"Near Cape Cod" -- does that sound normal to you, or a little bit weird? The question has been bugging me since late July, when the news broke that syndicated columnist Robert Novak had been diagnosed with a brain tumor.
Several sources, including the AP and the New York Times, reported that Novak had been taken ill while he was on a family vacation "near Cape Cod."
That phrase struck me as unusual, at least for New Englanders. What's "near Cape Cod"? Maybe, if you were telling someone from Burbank or Mumbai where Buzzards Bay was, you might say "near Cape Cod." But in common usage, vacation spots are generally on the Cape or off the Cape, not "near the Cape."
So where was Novak? In a column about his illness published Sunday, he explained:
My wife, Geraldine, and I left Washington on Saturday to spend the weekend with our daughter, Zelda, and her husband, Christopher Caldwell, and their children at their summer house at Manchester-by-the-Sea, Mass.
Near Cape Cod? No. Near Cape Ann, northeast of Boston? Yes. Part of Cape Ann, even, according to the Chamber of Commerce, which lists Manchester, Essex, Gloucester, and Rockport as the Cape's four towns.
And where did the mixup come from? The earliest reports with "near Cape Cod" quote a statement at the website of the Chicago Sun-Times, Novak's home newspaper, that's no longer available, but that seems to credit the information to Novak's assistant, Kathleen Connolly.
Did Connolly name the wrong Cape, or did someone else goof writing down her quote? I'm trying to track down the origin of the error, though it may prove impossible. But I feel better knowing that "near Cape Cod" really was just as fishy as it smelled when I first encountered it.
^^^^^^^^^^^^^^^^
## [Required action A]
Name the towns that the article says the Chamber of Commerce lists as part of Cape Ann.
## [Required action B]
Repeat the part of the article starting at "And where did" and ending at "first encountered it.".
The data that comes next has nothing to do with these tasks.

(Point-per-instance localization data)
^^^^^^^^^^^^^^^^
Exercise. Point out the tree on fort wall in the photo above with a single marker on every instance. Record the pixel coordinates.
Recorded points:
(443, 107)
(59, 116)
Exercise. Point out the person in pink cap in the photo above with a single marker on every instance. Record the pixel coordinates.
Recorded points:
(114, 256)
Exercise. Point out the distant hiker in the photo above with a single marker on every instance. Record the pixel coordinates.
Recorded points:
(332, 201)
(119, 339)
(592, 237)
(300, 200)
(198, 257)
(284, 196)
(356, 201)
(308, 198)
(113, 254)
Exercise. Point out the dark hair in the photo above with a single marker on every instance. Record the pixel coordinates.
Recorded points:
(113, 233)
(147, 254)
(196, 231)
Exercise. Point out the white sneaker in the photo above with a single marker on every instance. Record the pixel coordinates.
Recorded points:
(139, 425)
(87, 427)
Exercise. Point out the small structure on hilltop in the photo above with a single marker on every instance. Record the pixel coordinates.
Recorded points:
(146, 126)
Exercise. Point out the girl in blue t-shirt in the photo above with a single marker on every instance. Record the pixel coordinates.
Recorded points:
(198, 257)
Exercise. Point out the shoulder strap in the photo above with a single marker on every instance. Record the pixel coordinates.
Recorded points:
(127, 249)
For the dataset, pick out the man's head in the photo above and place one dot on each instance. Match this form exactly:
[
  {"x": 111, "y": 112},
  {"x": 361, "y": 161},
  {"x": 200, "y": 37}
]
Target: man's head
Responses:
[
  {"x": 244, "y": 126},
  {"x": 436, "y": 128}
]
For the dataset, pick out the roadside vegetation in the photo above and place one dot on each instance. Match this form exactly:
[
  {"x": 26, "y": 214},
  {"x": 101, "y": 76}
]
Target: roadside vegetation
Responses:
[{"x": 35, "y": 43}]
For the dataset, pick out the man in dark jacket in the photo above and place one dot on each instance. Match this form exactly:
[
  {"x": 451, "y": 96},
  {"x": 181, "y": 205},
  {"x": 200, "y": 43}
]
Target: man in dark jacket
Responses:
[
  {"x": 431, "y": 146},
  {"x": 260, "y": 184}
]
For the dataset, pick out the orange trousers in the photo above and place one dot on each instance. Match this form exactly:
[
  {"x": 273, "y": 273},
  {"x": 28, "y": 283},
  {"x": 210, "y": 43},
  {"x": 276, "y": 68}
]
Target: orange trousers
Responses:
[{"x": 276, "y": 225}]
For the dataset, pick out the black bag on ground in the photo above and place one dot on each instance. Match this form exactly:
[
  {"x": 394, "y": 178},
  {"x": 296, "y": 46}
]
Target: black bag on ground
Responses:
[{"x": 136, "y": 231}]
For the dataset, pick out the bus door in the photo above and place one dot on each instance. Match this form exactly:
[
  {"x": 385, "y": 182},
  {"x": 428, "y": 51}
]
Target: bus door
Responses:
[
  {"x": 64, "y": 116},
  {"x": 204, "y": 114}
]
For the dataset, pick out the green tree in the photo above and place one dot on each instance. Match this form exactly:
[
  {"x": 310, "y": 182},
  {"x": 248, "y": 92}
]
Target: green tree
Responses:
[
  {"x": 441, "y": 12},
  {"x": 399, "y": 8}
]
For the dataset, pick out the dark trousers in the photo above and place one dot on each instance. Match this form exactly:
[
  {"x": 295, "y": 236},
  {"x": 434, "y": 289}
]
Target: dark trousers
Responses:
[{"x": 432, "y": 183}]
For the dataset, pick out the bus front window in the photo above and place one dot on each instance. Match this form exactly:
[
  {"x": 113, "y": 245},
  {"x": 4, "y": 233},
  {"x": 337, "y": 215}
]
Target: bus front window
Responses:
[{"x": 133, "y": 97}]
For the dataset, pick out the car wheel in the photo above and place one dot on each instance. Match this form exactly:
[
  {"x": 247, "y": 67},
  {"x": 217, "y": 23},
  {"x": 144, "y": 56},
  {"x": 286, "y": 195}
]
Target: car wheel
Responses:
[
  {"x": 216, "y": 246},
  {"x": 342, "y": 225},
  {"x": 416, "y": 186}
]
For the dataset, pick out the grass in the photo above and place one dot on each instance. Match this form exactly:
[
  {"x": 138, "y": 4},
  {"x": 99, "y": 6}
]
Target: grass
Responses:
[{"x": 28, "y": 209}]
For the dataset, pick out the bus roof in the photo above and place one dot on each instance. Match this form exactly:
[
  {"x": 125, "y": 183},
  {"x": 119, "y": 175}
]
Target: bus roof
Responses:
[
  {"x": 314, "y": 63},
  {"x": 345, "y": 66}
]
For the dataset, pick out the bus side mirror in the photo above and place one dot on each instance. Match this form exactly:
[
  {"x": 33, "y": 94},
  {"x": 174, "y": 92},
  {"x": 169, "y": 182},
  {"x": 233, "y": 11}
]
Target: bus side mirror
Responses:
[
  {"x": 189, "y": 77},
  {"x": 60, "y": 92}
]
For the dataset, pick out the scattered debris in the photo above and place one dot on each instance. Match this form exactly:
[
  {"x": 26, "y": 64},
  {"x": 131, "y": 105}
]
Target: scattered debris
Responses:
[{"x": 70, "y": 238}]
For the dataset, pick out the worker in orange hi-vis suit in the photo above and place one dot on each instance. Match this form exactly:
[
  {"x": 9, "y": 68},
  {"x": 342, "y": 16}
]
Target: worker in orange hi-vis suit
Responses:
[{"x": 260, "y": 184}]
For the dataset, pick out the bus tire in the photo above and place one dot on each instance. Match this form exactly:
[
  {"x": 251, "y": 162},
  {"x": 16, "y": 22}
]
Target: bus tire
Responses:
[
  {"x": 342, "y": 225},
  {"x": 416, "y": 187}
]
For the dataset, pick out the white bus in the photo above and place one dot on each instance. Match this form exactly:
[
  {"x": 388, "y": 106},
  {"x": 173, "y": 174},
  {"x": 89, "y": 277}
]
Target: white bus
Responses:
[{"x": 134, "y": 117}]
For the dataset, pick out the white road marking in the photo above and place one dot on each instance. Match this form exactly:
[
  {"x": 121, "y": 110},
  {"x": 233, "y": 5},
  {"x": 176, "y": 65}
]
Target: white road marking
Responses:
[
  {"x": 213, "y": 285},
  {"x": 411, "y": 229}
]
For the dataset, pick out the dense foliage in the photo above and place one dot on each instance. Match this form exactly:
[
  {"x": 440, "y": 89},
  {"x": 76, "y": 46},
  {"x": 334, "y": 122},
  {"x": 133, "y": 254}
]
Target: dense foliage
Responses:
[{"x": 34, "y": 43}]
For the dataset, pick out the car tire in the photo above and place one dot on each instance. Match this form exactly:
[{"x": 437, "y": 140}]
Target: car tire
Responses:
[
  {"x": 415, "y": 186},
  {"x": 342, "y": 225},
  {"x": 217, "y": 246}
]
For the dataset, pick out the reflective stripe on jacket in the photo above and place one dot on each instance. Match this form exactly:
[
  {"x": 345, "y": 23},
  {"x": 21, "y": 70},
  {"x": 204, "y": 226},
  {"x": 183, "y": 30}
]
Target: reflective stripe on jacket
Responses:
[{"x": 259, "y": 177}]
^^^^^^^^^^^^^^^^
## [Response box A]
Manchester, Essex, Gloucester, Rockport

## [Response box B]
And where did the mixup come from? The earliest reports with "near Cape Cod" quote a statement at the website of the Chicago Sun-Times, Novak's home newspaper, that's no longer available, but that seems to credit the information to Novak's assistant, Kathleen Connolly.
Did Connolly name the wrong Cape, or did someone else goof writing down her quote? I'm trying to track down the origin of the error, though it may prove impossible. But I feel better knowing that "near Cape Cod" really was just as fishy as it smelled when I first encountered it.